#### [RECORDS SUPPLIED]
● ● ●
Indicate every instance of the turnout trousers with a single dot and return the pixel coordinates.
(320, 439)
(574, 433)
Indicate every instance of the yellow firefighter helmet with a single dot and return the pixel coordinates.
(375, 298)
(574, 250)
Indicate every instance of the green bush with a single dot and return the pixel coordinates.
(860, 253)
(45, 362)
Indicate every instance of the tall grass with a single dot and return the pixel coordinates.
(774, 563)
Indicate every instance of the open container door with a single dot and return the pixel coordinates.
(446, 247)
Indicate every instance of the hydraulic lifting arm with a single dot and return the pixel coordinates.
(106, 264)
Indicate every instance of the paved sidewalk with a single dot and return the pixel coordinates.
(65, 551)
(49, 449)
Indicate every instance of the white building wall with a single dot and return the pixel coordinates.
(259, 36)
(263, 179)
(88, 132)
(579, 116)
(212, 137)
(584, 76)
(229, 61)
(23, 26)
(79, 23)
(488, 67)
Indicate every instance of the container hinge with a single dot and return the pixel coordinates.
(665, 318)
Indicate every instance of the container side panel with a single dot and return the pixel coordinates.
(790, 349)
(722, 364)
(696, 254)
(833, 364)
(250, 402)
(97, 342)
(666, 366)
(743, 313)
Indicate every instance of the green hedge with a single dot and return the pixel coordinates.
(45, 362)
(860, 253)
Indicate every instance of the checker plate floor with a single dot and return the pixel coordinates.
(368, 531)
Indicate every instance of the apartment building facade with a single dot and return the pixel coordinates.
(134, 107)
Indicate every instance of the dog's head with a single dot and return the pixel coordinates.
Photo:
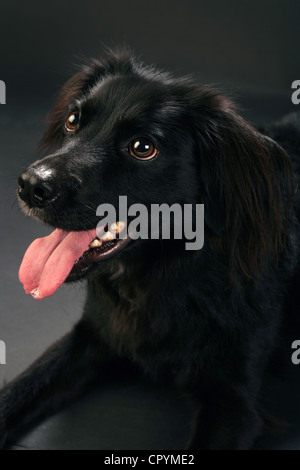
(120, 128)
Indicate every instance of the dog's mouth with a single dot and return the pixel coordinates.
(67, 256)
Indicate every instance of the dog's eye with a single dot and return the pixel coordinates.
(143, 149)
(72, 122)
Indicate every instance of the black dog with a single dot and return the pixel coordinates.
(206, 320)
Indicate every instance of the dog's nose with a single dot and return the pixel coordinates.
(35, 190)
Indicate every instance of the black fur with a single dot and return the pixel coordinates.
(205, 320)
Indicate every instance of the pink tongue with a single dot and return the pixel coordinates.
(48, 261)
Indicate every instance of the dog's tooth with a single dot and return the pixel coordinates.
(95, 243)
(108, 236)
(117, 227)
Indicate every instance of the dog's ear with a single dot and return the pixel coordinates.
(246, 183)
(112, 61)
● ● ●
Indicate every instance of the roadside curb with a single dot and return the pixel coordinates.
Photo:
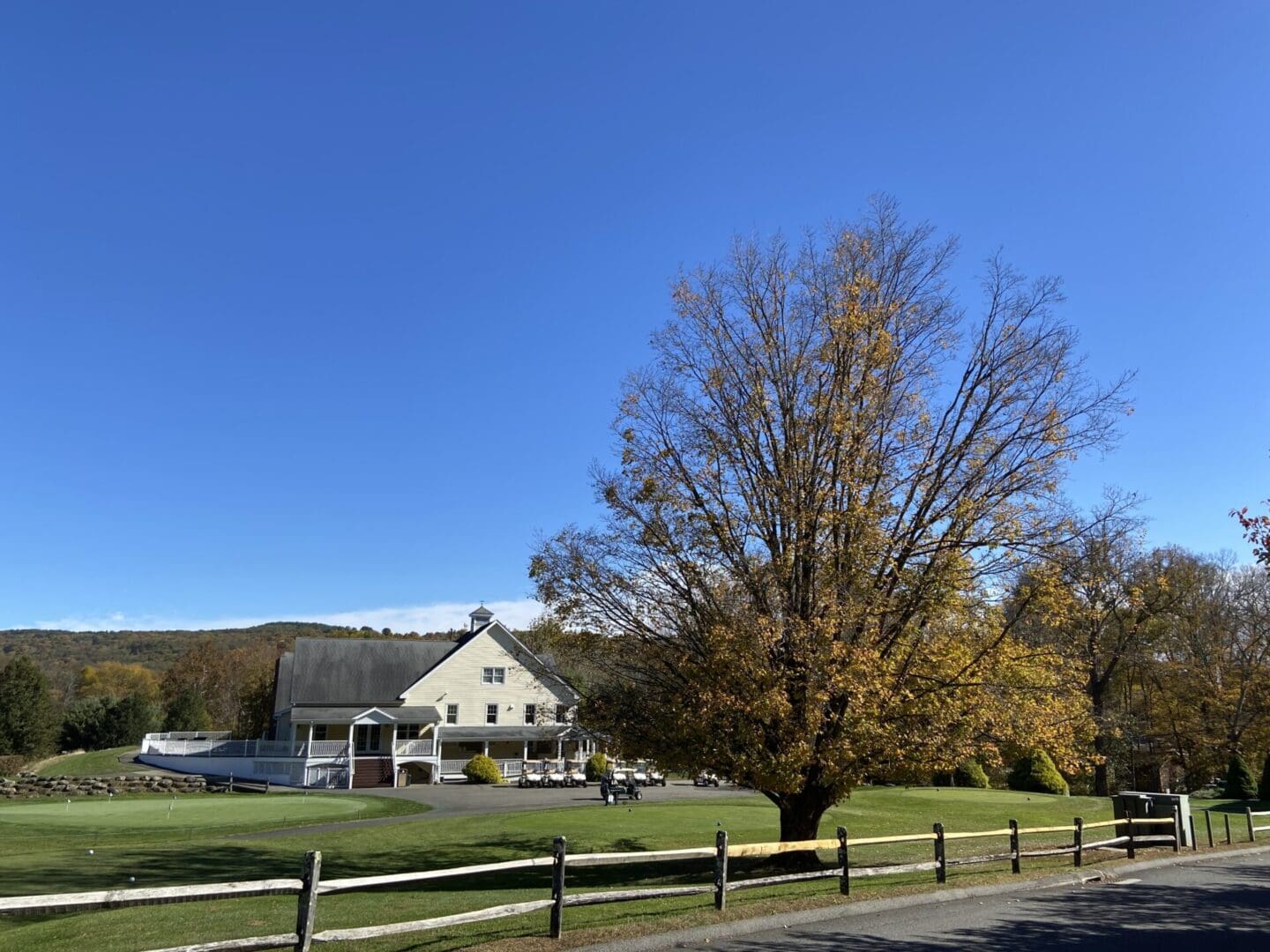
● ● ●
#### [TASK TO CARRY OUT]
Identify every line in the items above that contains the word "building", treating case as significant, and copy each such line in full.

#### [COMPLETE RESPONSE]
Indicate every instance of the white building wall with a single dot and return the pixel coordinates.
Indicate every instance of the apartment building facade with a single dot and return the pixel coordinates.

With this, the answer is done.